* EXTRACTED TEXT *
--------------------------------------------------
I will admit to my share of mistakes, and while it is no excuse, I am a noob. I think there are plenty of mistakes being made by people who should know better, but they apparently don't give a damn. With these people, common courtesy simply doesn't work, thus my earlier comment advising against apologies.
posted by Doohickie at 7:43 AM on December 13, 2004


I suspect that if nobody could connect that history with your current username, a lot of the hostility you receive wouldn't exist.

everyone connected that history with the current username after about ten comments. We don't get all that many friendly, slightly batty, easy-going fundamentalist christian women with multiple children 'round these parts.

I missed the post, but it's being described here as if it were the worst thing the site has ever seen, and yet no one is calling for a ban, so my sense is that perhaps the terribleness is being a wee bit exaggerated? On the other hand, the same could probably be said of the critiques... maybe it just wasn't all that big a deal after all.

fwiw, I completely disagree that sincere humility is going to make it worse for you. When someone apologizes and seems to honestly take into account the criticisms, it almost always results in some kind of group hug...
posted by mdn at 7:56 AM on December 13, 2004


Somehow a hug from stavrosthewonderchicken or quonsar seems unlikely. But I'll try it your way.
posted by Doohickie at 7:58 AM on December 13, 2004


stavros doesn't hug, but he does give noogies. quonsar... you don't want to know what quonsar does when he likes you.
posted by languagehat at 8:08 AM on December 13, 2004


I uh... heard about the fish in his pants. You're right; I don't want to know.
posted by Doohickie at 8:30 AM on December 13, 2004


That wasn't whining, it was honest advice. MeFi is more like a middle-school playground than almost any other online community I've seen. A smart playground, but a playground nevertheless. Humiliation is the modus operandi here. Being seen as a sincere, well-intentioned person with, gasp!, weaknesses, is the surest path to being the hapless kid the bullies pick on. You can see this clearly with konolia: she doesn't quite fit in, but she hangs around anyway, with her delicate sensibilities and her too-feminine emoting, and the mob is gleeful at all opportunities to beat her up.

A notorious jerk like "Bad Commie" is beaten up because he's a jerk and, mostly, inept at it. But that's the exception, people like him are quickly culled. More exemplary of the those most frequently targeted by MeFi is the well-intentioned newbie. Or someone who is seen as taking themselves "too seriously", or insufficiently ironic. Any perceived weakness is the trigger; konolia said long ago that MeFi eats its young, and she was right. It is exactly the schoolyeard mentality and it can be fun if you have overt or latent sadistic tendencies you want to indulge.
--------------------------------------------------
* MATERIAL PROVIDED *
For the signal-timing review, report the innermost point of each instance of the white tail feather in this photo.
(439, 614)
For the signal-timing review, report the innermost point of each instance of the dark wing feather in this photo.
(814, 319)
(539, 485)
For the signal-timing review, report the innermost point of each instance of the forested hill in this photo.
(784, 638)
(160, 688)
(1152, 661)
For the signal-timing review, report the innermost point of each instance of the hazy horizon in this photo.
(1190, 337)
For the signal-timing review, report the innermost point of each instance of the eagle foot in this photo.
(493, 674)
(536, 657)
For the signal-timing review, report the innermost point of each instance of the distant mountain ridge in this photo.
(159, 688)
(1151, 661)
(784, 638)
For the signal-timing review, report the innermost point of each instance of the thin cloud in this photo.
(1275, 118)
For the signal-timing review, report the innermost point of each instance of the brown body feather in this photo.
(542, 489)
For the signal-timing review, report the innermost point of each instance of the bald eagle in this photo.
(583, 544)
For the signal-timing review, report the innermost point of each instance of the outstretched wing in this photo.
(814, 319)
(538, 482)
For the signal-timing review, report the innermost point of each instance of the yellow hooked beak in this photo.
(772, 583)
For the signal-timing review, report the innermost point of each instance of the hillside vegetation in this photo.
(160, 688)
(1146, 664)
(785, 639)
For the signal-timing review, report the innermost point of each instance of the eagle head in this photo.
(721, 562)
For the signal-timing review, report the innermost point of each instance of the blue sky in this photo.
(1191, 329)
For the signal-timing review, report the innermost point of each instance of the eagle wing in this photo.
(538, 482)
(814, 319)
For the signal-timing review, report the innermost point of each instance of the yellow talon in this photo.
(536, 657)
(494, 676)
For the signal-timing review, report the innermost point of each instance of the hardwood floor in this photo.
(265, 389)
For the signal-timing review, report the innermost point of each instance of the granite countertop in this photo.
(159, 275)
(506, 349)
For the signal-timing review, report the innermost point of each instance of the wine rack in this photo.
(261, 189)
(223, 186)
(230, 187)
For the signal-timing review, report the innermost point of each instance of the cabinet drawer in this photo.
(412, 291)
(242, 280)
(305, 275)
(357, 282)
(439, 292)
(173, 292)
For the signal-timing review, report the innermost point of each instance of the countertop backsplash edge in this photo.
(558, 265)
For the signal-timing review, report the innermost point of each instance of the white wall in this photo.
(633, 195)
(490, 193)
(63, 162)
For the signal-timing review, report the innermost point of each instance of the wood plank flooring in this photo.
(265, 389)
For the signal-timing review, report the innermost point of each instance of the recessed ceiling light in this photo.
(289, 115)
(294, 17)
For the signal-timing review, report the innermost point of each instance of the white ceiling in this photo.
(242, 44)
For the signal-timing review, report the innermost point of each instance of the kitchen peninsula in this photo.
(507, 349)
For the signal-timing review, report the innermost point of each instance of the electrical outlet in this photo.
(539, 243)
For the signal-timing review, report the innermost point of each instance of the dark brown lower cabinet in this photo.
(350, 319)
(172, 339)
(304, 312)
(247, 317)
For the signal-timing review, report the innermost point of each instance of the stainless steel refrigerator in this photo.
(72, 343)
--------------------------------------------------
* PARTS OF THE EXERCISE *
A. In the entries, substitute "kitchen island" for "kitchen peninsula" from the line with "drawer in this photo." to the end of the entries, and reproduce those lines with nothing else altered.
B. Proceed with the comment thread about how the site's community treats newcomers, picking up right after its final sentence.
The text and the entries were drawn from separate sources.

* RESPONSES PER TASK *
A.
For the signal-timing review, report the innermost point of each instance of the cabinet drawer in this photo.
(412, 291)
(242, 280)
(305, 275)
(357, 282)
(439, 292)
(173, 292)
For the signal-timing review, report the innermost point of each instance of the countertop backsplash edge in this photo.
(558, 265)
For the signal-timing review, report the innermost point of each instance of the white wall in this photo.
(633, 195)
(490, 193)
(63, 162)
For the signal-timing review, report the innermost point of each instance of the wood plank flooring in this photo.
(265, 389)
For the signal-timing review, report the innermost point of each instance of the recessed ceiling light in this photo.
(289, 115)
(294, 17)
For the signal-timing review, report the innermost point of each instance of the white ceiling in this photo.
(242, 44)
For the signal-timing review, report the innermost point of each instance of the kitchen island in this photo.
(507, 349)
For the signal-timing review, report the innermost point of each instance of the electrical outlet in this photo.
(539, 243)
For the signal-timing review, report the innermost point of each instance of the dark brown lower cabinet in this photo.
(350, 319)
(172, 339)
(304, 312)
(247, 317)
For the signal-timing review, report the innermost point of each instance of the stainless steel refrigerator in this photo.
(72, 343)

B.
A newbie can be earnest and authentic and desirous of changing the culture for the better as long as they keep their head down while doing it. Being smart and careful about it, that might work. Being naive means a kick in the gonads.
posted by Ethereal Bligh at 8:53 AM on December 13, 2004


I think there are plenty of mistakes being made by people who should know better, but they apparently don't give a damn.

dickhooey: i thought you said you had been reading for years? given all the blather you've spewed the last few days about how things should/would/could be, one would suspect you just fell off the turnip truck.

Eponymous Blargh: mmmph! mmph!
posted by quonsar at 9:04 AM on December 13, 2004


What can I say? The turnip delivery guy is the only one who stops for hitchhikers.
posted by Doohickie at 9:10 AM on December 13, 2004


Hmm ... I didn't see konolia's offending question, so I can't comment on how worthy it was of criticism. On the issue of whether bshort's callout was excessive - can I offer the suggestion of criticizing the action not the person? Saying "this question was completely inappropriate and your refusal to take responsibility for it is really annoying", would probably work better than calling names ("...entitled little whiner...").

Actually, since bshort has already apologized for the harshness of his tone, I'd offer that suggestion to anyone else who thinks they're going to "win" an argument on the internet by insulting the person whose opinions or actions they disagree with. I'm willing to bet you won't find many folks out there who have had their opinions or actions changed for the better by being called a nasty name.

mdn - "fwiw, I completely disagree that sincere humility is going to make it worse for you. When someone apologizes and seems to honestly take into account the criticisms, it almost always results in some kind of group hug..."

That's been my observation as well.
posted by tdismukes at 10:09 AM on December 13, 2004


her too-feminine emoting

WTFEB?
posted by soyjoy at 11:10 AM on December 13, 2004


gd779- In your post at 9:36 PM, you ask, "I assume that was directed at me, Doohickie?" referring to my 9:27 PM post. Even though you remarked about apologies in the preceding post a 9:26 PM, I was actually refering to konolia's post at 7:52 PM. I didn't actually see your post until after I had posted. And although it probably doesn't seem like it now, it was intended more as support for konolia than a diatribe against being civil. And for that, I apologize. But I still don't want a hug or anything like it from quonsar.
posted by Doohickie at 11:32 AM on December 13, 2004


EB, it must be my far-from-perfect English, but "too-feminine emoting" sounds like, well, shit, to my infidel ears.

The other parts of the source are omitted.